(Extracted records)
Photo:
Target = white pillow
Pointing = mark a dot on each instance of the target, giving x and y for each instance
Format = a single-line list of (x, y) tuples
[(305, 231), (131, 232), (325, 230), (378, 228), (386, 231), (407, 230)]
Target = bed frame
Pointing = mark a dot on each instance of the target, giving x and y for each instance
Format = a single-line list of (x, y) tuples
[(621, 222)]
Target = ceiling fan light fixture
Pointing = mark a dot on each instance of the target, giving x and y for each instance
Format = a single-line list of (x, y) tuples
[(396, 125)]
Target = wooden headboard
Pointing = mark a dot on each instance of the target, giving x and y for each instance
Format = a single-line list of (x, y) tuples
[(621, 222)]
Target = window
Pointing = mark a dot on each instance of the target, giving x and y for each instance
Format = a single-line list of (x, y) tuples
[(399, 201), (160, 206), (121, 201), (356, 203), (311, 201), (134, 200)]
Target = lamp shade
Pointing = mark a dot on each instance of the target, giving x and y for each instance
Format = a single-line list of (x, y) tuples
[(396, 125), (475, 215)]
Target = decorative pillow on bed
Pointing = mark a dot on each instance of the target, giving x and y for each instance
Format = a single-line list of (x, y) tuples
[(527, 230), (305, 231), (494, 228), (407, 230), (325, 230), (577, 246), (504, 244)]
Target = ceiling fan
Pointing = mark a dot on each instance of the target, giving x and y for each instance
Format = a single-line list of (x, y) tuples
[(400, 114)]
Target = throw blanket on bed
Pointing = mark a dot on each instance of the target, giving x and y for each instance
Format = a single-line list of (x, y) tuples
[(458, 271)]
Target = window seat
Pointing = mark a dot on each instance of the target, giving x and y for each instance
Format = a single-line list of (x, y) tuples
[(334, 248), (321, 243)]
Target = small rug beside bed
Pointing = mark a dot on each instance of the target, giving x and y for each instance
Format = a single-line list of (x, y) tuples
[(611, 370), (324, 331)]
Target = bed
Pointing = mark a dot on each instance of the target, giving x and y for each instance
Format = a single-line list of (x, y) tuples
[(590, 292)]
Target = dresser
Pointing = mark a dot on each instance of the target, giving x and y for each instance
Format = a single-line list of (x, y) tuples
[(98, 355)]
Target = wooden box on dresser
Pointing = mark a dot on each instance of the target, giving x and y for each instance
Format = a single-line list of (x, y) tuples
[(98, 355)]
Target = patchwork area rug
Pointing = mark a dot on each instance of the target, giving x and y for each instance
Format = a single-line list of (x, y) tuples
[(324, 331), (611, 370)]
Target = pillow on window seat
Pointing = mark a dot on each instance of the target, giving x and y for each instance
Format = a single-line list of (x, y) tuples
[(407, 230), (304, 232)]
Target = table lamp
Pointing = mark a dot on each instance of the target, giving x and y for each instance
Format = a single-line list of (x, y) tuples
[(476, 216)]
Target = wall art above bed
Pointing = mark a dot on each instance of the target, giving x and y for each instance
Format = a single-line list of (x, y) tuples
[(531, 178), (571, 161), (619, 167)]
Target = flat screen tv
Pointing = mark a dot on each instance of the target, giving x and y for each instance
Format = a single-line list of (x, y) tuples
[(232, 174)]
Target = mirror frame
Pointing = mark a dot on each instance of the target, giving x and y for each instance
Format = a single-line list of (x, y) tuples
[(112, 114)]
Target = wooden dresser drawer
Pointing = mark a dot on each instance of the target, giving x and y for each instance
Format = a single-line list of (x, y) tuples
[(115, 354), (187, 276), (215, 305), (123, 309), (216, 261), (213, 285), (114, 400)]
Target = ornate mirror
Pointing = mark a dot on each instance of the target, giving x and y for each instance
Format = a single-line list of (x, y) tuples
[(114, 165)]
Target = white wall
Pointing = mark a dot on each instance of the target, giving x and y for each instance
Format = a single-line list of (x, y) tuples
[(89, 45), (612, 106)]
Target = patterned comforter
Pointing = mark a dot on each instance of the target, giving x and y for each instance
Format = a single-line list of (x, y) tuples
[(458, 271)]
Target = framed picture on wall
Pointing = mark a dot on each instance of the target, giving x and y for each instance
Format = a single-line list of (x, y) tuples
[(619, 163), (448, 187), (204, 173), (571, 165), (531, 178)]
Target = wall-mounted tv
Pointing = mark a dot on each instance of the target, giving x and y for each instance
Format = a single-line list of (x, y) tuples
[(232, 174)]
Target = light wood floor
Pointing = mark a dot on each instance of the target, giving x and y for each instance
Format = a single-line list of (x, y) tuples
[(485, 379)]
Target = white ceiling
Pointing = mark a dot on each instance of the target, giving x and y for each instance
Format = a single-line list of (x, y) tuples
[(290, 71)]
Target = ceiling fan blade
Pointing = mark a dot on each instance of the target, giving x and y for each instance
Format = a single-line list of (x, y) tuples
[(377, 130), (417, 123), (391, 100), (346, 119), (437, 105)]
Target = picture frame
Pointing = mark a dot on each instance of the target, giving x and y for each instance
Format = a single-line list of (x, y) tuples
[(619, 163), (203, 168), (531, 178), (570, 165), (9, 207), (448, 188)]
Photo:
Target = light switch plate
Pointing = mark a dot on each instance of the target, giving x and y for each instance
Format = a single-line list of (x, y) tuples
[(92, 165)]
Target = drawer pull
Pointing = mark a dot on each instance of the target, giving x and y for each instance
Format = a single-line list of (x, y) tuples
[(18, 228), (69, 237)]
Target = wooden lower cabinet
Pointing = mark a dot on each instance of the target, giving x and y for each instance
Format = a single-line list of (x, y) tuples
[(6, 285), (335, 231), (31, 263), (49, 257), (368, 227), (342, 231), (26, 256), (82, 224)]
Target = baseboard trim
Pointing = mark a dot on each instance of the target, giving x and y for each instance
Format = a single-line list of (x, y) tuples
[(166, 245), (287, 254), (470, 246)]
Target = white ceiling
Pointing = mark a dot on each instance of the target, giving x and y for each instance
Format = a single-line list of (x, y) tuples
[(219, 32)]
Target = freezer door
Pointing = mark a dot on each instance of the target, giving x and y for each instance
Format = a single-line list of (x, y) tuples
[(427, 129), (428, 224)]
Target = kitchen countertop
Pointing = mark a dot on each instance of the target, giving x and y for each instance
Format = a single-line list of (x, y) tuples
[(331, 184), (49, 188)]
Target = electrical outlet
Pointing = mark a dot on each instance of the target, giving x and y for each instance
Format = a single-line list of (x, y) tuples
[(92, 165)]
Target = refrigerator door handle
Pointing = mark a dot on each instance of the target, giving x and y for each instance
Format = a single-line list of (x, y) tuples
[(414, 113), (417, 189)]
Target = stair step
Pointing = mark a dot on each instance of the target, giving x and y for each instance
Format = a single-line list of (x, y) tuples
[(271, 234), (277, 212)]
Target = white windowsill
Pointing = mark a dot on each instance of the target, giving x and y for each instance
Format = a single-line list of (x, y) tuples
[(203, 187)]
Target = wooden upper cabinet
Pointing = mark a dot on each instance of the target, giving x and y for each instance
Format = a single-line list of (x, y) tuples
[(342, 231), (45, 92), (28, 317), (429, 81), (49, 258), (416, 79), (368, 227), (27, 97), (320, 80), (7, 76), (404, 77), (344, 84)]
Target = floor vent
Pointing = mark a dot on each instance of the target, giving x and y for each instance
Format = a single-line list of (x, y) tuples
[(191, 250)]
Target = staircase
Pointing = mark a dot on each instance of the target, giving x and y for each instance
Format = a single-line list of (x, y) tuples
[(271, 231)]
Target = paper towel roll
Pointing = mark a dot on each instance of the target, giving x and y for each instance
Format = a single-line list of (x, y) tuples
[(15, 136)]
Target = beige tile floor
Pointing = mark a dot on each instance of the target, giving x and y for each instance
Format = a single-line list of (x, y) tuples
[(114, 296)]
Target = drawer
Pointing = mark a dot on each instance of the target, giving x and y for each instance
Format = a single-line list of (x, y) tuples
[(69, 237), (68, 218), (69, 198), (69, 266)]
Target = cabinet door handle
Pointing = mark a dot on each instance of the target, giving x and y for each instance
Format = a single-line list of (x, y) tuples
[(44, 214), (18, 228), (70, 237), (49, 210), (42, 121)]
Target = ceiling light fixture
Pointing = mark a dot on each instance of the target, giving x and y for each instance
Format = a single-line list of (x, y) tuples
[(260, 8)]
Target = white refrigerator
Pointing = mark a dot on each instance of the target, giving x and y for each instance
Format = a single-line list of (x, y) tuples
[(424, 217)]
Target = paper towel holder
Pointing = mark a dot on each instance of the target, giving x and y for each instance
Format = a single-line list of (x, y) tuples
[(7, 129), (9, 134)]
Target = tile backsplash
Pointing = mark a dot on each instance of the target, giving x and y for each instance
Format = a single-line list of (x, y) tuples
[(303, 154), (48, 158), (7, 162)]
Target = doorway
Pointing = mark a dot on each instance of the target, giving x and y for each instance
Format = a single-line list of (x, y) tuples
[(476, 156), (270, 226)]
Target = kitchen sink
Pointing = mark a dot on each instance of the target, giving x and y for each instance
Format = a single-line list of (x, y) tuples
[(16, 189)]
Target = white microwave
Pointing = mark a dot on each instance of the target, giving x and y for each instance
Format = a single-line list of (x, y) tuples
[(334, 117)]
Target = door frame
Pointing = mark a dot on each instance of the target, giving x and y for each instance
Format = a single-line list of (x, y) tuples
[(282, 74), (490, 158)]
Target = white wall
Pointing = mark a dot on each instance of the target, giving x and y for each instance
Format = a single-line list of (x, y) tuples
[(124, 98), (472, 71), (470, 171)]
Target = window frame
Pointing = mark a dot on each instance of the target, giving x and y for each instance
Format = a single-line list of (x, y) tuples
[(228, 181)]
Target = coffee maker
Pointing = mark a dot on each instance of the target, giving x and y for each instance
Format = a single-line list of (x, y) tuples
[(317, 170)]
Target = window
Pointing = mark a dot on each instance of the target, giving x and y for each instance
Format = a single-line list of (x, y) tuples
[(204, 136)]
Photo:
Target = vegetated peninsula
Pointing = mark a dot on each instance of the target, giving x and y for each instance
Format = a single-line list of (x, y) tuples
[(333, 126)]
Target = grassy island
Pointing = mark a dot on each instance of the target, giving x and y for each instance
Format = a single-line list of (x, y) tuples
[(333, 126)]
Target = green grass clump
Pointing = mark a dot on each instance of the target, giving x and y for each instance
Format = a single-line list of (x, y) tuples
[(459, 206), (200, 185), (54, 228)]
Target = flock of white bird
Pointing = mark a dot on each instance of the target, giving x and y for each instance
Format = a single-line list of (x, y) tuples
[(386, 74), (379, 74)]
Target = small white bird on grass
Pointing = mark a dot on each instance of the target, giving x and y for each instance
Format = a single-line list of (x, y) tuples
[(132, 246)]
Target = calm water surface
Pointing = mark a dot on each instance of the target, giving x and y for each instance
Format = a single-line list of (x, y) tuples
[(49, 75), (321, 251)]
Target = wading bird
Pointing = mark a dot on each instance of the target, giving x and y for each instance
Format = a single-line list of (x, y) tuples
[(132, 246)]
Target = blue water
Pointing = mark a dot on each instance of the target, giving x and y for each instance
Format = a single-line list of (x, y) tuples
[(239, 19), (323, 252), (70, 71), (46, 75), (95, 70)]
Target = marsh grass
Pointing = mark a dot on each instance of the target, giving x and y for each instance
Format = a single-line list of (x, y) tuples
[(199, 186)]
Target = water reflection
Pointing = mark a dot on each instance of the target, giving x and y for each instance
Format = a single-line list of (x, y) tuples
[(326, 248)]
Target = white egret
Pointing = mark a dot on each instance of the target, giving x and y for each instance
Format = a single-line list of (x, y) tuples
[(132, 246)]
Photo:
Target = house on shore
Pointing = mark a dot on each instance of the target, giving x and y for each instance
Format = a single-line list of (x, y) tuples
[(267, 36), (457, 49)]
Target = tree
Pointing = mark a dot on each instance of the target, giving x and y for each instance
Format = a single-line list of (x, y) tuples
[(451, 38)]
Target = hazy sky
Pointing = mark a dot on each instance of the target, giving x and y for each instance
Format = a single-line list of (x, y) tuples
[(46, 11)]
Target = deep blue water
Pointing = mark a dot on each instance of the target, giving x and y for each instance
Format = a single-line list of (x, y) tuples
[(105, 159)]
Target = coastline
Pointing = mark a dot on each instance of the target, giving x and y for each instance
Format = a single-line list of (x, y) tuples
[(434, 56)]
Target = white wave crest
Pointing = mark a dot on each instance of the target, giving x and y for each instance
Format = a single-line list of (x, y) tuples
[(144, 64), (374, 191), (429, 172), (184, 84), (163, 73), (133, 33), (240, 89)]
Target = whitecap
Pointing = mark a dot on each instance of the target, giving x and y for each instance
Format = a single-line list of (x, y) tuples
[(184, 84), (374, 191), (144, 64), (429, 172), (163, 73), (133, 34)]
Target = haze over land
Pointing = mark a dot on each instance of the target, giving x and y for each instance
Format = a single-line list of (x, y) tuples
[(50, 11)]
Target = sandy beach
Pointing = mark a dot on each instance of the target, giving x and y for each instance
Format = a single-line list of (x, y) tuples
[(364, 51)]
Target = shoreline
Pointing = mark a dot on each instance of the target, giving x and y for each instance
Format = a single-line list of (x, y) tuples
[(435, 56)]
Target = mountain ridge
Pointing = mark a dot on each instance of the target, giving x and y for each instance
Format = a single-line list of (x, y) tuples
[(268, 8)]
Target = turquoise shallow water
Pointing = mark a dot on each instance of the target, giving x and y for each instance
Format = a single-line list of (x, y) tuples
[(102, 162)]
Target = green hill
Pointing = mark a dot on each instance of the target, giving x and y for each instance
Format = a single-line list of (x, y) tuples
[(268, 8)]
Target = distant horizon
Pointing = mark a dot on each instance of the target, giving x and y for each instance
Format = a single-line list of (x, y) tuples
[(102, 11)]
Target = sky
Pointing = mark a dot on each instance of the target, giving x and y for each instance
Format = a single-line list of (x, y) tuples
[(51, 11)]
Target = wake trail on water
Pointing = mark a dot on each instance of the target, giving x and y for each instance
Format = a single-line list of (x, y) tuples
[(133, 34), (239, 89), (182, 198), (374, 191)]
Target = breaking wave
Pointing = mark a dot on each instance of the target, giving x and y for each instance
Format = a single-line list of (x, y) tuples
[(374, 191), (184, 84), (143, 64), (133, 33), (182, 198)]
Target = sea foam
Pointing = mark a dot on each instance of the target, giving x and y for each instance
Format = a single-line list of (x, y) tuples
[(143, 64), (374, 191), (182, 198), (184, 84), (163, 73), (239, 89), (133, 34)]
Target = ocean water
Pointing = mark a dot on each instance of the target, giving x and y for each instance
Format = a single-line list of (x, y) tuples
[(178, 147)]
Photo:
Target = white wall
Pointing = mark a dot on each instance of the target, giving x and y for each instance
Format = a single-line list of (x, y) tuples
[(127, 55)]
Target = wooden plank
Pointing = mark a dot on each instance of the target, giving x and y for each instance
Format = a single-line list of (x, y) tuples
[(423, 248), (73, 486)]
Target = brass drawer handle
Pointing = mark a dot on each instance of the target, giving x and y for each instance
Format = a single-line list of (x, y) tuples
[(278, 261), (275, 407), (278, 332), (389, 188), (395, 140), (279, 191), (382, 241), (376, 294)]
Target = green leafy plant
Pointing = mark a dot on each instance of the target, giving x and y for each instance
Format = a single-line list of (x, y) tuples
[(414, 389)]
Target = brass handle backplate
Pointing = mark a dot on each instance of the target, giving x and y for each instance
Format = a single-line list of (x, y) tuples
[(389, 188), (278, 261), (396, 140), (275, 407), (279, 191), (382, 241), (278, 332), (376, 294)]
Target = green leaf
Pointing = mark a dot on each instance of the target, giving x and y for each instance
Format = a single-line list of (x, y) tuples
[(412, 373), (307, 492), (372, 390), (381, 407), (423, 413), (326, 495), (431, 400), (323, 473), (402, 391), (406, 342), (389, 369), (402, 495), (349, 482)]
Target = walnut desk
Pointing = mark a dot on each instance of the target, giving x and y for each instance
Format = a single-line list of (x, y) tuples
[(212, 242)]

THE TASK ::
Please give the lines of the entries between the line holding "Target = marsh grass" and the line holding "[(267, 36), (457, 49)]", inclusive, as a numbered list, leaving out any blank lines.

ANSWER TO THE PROBLEM ::
1. Target = marsh grass
2. Pointing = mark a dot on each instance of the target, giving x and y for each instance
3. Format = a single-line list of (x, y) tuples
4. [(199, 186)]
5. Target = water reflection
6. Pointing = mark a dot on each instance of the target, giving x and y for each instance
7. Format = a single-line list of (x, y) tuples
8. [(326, 248)]
9. Target = white egret
10. Pointing = mark a dot on each instance of the target, giving x and y for each instance
11. Format = a single-line list of (x, y) tuples
12. [(132, 246)]
13. Photo:
14. Target = house on shore
15. Pointing = mark a dot on each instance of the target, giving x and y for each instance
16. Format = a single-line list of (x, y) tuples
17. [(267, 36), (457, 49)]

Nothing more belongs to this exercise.